-- start --

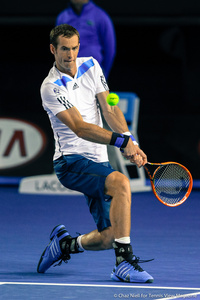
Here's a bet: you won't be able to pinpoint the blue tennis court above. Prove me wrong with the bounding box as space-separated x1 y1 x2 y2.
0 187 200 300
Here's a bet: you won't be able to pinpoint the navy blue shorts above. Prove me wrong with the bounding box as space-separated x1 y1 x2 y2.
54 154 115 231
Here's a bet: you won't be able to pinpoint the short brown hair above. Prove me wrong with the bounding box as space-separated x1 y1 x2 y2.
50 24 80 48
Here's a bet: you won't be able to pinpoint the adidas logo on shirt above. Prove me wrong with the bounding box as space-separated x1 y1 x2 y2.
73 82 79 90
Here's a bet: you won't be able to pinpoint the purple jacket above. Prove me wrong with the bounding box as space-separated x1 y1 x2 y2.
56 1 116 78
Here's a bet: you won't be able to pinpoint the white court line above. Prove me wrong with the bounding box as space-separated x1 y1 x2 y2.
0 281 200 290
157 293 200 300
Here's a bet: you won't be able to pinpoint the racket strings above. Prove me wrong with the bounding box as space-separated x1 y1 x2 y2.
154 164 190 205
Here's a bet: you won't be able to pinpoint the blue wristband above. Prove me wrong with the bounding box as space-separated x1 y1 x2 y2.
110 132 129 148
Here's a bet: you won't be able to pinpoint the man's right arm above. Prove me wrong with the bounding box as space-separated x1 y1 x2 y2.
56 107 145 167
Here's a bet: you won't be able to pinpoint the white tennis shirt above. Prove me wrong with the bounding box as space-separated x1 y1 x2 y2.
41 57 109 162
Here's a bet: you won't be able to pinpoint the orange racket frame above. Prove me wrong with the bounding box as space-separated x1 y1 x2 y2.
144 161 193 207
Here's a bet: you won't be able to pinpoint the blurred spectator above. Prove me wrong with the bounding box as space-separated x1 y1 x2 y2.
56 0 116 78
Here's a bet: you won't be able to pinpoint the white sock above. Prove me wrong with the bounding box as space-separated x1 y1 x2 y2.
76 234 85 251
115 236 131 244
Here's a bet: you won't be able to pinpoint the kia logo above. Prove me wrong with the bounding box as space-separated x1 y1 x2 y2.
0 118 46 170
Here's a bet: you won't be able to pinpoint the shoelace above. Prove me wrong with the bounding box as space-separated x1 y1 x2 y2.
129 256 154 271
54 254 71 267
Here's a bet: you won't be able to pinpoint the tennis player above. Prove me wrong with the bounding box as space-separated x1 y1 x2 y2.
37 24 153 283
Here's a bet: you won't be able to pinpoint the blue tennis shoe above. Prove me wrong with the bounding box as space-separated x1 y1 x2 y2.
111 242 154 283
111 258 154 283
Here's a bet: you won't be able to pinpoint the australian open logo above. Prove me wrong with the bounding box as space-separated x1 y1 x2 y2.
53 88 60 95
100 75 109 91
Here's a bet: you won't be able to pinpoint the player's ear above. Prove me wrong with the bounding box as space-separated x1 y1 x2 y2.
50 44 56 55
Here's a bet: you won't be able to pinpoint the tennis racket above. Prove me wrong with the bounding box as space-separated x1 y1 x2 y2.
144 162 193 207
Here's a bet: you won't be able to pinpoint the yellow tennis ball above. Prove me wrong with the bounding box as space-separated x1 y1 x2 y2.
106 93 119 106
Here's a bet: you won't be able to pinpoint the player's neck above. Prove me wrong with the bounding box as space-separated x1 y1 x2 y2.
56 64 77 78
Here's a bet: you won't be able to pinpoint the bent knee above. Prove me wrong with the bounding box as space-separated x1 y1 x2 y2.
101 227 114 250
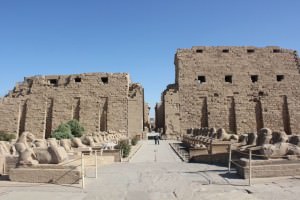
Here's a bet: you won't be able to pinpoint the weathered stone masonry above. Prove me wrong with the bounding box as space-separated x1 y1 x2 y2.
0 73 144 138
162 46 300 137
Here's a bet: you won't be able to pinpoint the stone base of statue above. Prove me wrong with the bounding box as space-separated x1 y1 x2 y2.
9 161 81 184
235 158 300 178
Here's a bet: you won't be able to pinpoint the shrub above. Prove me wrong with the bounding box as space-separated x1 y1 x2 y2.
0 131 16 141
67 119 84 137
51 124 73 140
131 136 139 146
115 140 131 158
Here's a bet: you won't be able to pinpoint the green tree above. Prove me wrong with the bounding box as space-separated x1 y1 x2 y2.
67 119 84 137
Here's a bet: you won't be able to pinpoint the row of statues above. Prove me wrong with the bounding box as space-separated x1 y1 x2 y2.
183 128 300 158
0 132 127 166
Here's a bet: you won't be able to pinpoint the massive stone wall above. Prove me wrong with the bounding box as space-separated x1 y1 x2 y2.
0 73 143 138
144 103 150 131
158 46 300 138
163 85 180 139
155 103 164 131
128 84 144 138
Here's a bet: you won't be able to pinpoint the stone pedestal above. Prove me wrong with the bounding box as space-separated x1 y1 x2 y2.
9 164 81 184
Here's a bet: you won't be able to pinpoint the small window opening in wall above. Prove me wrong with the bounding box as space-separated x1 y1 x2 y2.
74 77 81 83
273 49 281 53
276 75 284 82
198 76 206 84
251 75 258 83
225 75 232 83
48 79 57 85
101 77 108 84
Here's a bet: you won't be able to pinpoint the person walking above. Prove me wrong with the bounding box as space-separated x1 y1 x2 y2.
154 135 159 145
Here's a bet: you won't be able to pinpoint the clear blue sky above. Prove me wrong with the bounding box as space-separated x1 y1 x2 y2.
0 0 300 115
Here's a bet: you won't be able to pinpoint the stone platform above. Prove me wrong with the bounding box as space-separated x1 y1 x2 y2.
9 164 81 184
235 158 300 178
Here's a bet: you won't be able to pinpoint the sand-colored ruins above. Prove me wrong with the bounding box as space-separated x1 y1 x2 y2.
0 46 300 183
0 73 149 138
155 46 300 139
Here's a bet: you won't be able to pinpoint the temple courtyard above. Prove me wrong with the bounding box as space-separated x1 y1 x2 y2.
0 140 300 200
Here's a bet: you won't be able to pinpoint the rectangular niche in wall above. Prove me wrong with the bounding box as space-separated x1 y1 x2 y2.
18 99 28 135
98 97 108 131
45 98 53 138
227 96 237 133
72 97 80 121
200 97 208 127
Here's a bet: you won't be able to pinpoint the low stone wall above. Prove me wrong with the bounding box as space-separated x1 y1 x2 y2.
235 158 300 179
9 164 81 184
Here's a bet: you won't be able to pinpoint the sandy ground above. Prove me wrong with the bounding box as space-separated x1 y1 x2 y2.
0 141 300 200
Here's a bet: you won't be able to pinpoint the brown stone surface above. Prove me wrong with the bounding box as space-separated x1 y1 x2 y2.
157 46 300 137
235 159 300 178
0 73 144 138
9 165 81 184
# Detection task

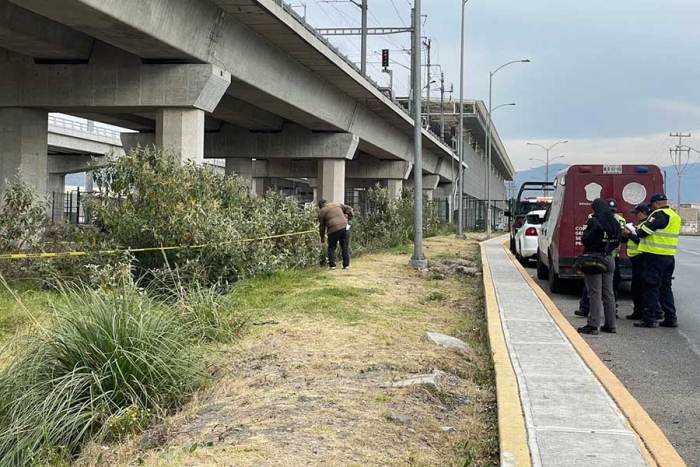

-- end --

Aim of the task
Switch "pinpoint" to "locate" throughout all the entries above, and keep everything else the same. Leave the pictures out of your answer.

Response
Here's a bet: you won't be able to locate the blue tennis court above. Prove me wrong with the bounding box as space-separated x1 y1 x2 y2.
0 187 200 300
Here's a bet: you won't be able to locate the navy blue shorts above. Prove me wrong with the bounding box as space-separated x1 y1 x2 y2.
54 154 115 231
Here's a bet: you won't be able to locate the short brown hair above. Prove me wrong with the bounding box as space-separated x1 y1 x2 y2.
50 24 80 48
Here's a bet: you won't be able to locate the adidas logo on shirt above. Prove me wrong with the bounding box as space-separated x1 y1 x2 y2.
73 82 79 90
Here's a bet: you won't be able to locate the purple jacket above. Prove me wrong with the bounding box as space-separated x1 y1 x2 y2.
56 1 116 78
Here's a bet: you won't be able to locate the white court line above. Prove me wrong with the bounding box as space-separated x1 y1 x2 y2.
0 281 200 290
157 293 200 300
Here's a bet: you won't be able to locate the racket strings above. Prove me wrong with the bounding box as space-separated x1 y1 x2 y2.
154 164 190 205
Here's a bet: you won't be able to locate the blue wristband above. Prove me wrong with the bounding box as space-separated x1 y1 x2 y2.
110 132 129 148
Here's a bet: you won't be able to locate the man's right arm above. Prove me wrong with the bounding box as space-separated x1 y1 x2 y2.
56 107 145 167
Here's a bet: you won't be able to locate the white tennis shirt above. Prove me wrong with the bounding box as space-separated x1 y1 x2 y2.
41 57 109 162
Here's a bet: you won't be able to locate the orange racket frame above. Prove me wrong with the bounding box as space-separated x1 y1 x2 y2.
144 161 193 207
Here's a bet: you won't be able to locate the blurred spectator above. Prove me wrong with the bounding box as space-separated x1 y1 x2 y2.
56 0 116 78
Here's a bet: you won't be able to locate the white sock above. Prove me wrong with the bounding box as space-separated x1 y1 x2 y2.
76 234 85 251
115 236 131 244
Here's a bet: you won't be able to locate the kia logo above. Prove me wrong with the bounding box as space-separated x1 y1 x2 y2.
0 118 46 170
Here's a bet: you won't be able to locate the shoelace above. Prove me wrong with the bounding box as space-separated x1 y1 x2 y2.
129 256 154 271
54 254 71 267
Here's a bet: you won't be able to locate the tennis player above. Prove me wrong with the bounding box as space-separated x1 y1 x2 y2.
37 24 153 283
Here's a bet: you won't be able to locate the blue tennis shoe above. Prove me wrong with the bounding box as space-separated x1 y1 x2 y2.
111 242 154 283
111 258 154 283
Here's a bet: you won't be able to locate the australian open logo above. Prove me wrong with the bounding box as space-separated x1 y1 x2 y2.
53 88 60 95
100 75 109 91
Here's a bet: you won't be able to locate the player's ear above. Prove me wrong with the bounding box as space-separated x1 y1 x2 y2.
50 44 56 55
Here's a bet: you won't be able to locate the tennis racket above. Prove me wrong with the bounding box as space-separated x1 y1 x2 y2.
144 162 193 207
Here's a bet: you won't be able to locate the yellow tennis ball above. Prove me wrong with the bounding box as space-separated x1 y1 x2 y2.
106 93 119 106
Here's a bet: you won't be able to locate the player's neck above. Prove me wrong with the bounding box as space-separated x1 y1 x2 y2.
56 64 77 78
Here's a bet: you won't be able to locate the bent knee above. Prove me wrong with the bounding box as space-separated x1 y1 x2 y2.
101 227 114 250
Here's a bet: you won't be able to locate the weathered stone masonry above. Prove me wrong with the bounding box as space-separated x1 y1 x2 y2.
0 73 144 138
162 46 300 137
Here's a bet: you won't be able to locate the stone base of statue above. Prove me wrong with the bounding box as space-separated x1 y1 x2 y2.
9 161 81 184
235 158 300 178
Here's a bet: you won't be able to locate the shrub above. Prove me wrong with the bounding box as space-separated x1 y1 x2 y2.
0 131 16 141
67 119 84 137
51 124 73 140
131 136 139 146
115 140 131 158
Here's a bet: you won't be able to locate the green tree above. Prove me wrong with the bounding box as space-separated x1 y1 x2 y2.
67 119 84 137
Here's a bet: you won't be able to locate the row of statues above. Prove me wrong with the bounding box as space-separated x1 y1 x2 y2.
183 128 300 158
0 132 127 166
Here's a bet: you won't be able to locate the massive stone wall above. Prove me wrong with the bounding box as space-separated x1 y1 x2 y2.
0 73 143 138
144 103 150 131
158 46 300 138
163 85 180 139
155 103 164 131
128 84 144 138
Here's a bet: you won't be able to locate the stone pedestal above. Prove me wrong with the bounding box as space-separated x1 y1 x2 y2.
9 164 81 184
Here's a bet: you won't be able to locate the small window opening in wall above. Prove me wrong with the bounding box as space-separated x1 y1 x2 y2.
74 77 81 83
273 49 281 53
276 75 284 82
198 76 206 84
251 75 258 83
225 75 232 83
48 79 57 85
101 77 108 84
Here's a bet: you won't be able to locate the person walking above. Prove me wrong with the bounding box as space-separated x1 y1 x2 y2.
154 135 159 145
Here's a bet: you won't be able to locate the clear blue sky above. Prove me wrong with the bounding box as space-separated x1 y1 x2 y2.
0 0 300 115
Here's a bet: you won't be able to locate the stone platform above. Prove me wrong with the bounding box as space-separated x1 y1 x2 y2.
9 164 81 184
235 158 300 178
Here's a bet: you won't be able to locate the sand-colored ruins above. Prove me wrong with the bounding box as space-separated x1 y1 x2 y2.
0 46 300 183
0 73 149 138
155 46 300 139
Here's a bet: you won't be able to locate the temple courtyard above. Prove me wrong with the bounding box as space-separated x1 y1 x2 y2.
0 140 300 200
Here's a bet: you won't be able to locate the rectangular niche in wall above. Prove me wrong with the bounding box as space-separated x1 y1 x2 y2.
18 99 28 135
98 97 108 131
45 98 53 138
227 96 237 133
72 97 80 121
200 97 208 127
Here's a bet: you won't be able to locate the low stone wall above. Prove me wrong with the bounding box as space-separated x1 y1 x2 y2.
235 158 300 179
9 164 81 184
Here's a bet: you won't be able to locate the sandy ground above. Prove me wrong with the bounding box as space-separated x1 y1 x2 y2.
0 141 300 200
Here's a bet: you won't be able to locate the brown stone surface above. Prove me wrong with the bounding box as space-separated x1 y1 x2 y2.
157 46 300 137
235 159 300 178
0 73 144 138
9 165 81 184
# Detection task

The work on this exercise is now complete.